[WORK TO DO]
a) Could you update the stretch of the comic review from "The strongest indicator" through "next issue maybe)." so that "repetitive" replaces "tedious"?
b) Can you go on with the comic review past its final sentence?

[PASSAGE PROVIDED]
####################

With the set up for the series out of the way it is time to look at how this issue performes as a standalone entity. With the brilliantly designed plotline it would be natural to assume that you’d be treated to a strong opening issue but that simply isn’t the case here. Yes, certain aspects do garner some interest as they cause you to question everything you know about Doom and second guess his motives as he begins his transition into the role of the new Iron-Man but, for the most part, the writing feels flat and, at times, hopelessly dull.

The strongest indicator that this was not a rousing read is that the entire middle portion of the book is almost instantly forgettable. You get a fantastic opening segment as discussed above and the ending leaves you somewhat eager to see what is to come next but the bulk of the story follows Doom through a series of tedious encounters that do little to inform on his character beyond what you already knew. He saves Director Hill and visits Stark’s scientist ex-girlfriend, neither of which gives any useful information to readers save for giving them the heads up that The Thing is set to have showdown with Victor in the very near future (say, next issue maybe).

This is all indicative of a larger problem with Bendis’s writing and that is that it always feels as though he is writing with the Trade Paperback in mind so that his work can be read as a collection. True, when the TP is released it will likely read very well but that won’t help keep monthly sales at the level they need to be as reader interest is going to die off if they’re subjected to long periods where nothing of any note happens.

####################

[INFORMATION SUPPLIED]

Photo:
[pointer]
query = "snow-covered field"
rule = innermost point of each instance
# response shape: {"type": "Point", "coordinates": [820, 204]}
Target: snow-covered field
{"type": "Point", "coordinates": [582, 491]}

####################

[RESULTS FOR EACH TASK]
a)
The strongest indicator that this was not a rousing read is that the entire middle portion of the book is almost instantly forgettable. You get a fantastic opening segment as discussed above and the ending leaves you somewhat eager to see what is to come next but the bulk of the story follows Doom through a series of repetitive encounters that do little to inform on his character beyond what you already knew. He saves Director Hill and visits Stark’s scientist ex-girlfriend, neither of which gives any useful information to readers save for giving them the heads up that The Thing is set to have showdown with Victor in the very near future (say, next issue maybe).

b)
Moving on, you will find the art and colouring provided by Alex Maleev and Matt Hollingsworth to be disappointingly subpar. Perhaps this is nothing more than a matter of personal taste but the majority of the panels look far too grim and muddy to spark any excitement in the audience. With the exception of the depiction of Doom’s magic, the colours are all subdued and difficult to distinguish. It makes for a boring read visually and does absolutely nothing to breathe life into the almost equally uninspiring script. The lone strength can be found in the imposing manner that The Thing is drawn in, he looks every bit the tower of stone that he is and it does give cause for at least some excitement to be felt in anticipation of his inevitable battle with Doom.

Working with such an interesting premise should have lit a fire under all those tied to this book but sadly it doesn’t seem to have done so. There are moments of promise to be found and the hook at the end is enough to bring most back for a second go around but overall this issue can be listed as a missed opportunity. The hope is that Bendis and co. can do some serious course correction as quickly as possible in order to salvage what could still be a classic saga.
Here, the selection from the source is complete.